*What you are asked to do*
Copy each line below in which the string "image" occurs.
Start of Given data
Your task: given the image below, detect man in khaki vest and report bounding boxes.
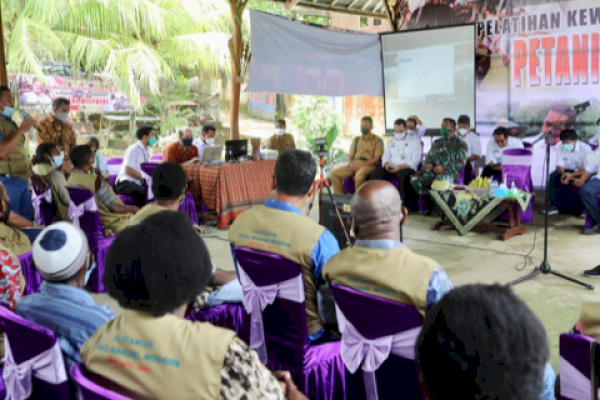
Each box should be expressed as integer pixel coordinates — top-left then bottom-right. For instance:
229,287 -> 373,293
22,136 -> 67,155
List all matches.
330,116 -> 384,194
266,119 -> 296,156
323,180 -> 453,316
0,85 -> 39,220
229,149 -> 341,343
67,145 -> 138,236
0,181 -> 43,256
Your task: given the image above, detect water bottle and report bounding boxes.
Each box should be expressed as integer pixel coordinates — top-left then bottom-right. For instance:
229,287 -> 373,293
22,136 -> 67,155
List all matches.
490,180 -> 499,196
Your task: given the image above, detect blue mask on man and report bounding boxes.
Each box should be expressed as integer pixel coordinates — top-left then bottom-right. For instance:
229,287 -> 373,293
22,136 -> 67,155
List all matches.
2,107 -> 14,119
562,144 -> 575,153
End of Given data
*Output*
Your task: given the image below, detect man in khaki vest and report bounding boxes.
Your task: given the image above, detect water bottle and report bounding boxes.
Your task: given the image above, detect blue mask on man and report bounding boxes.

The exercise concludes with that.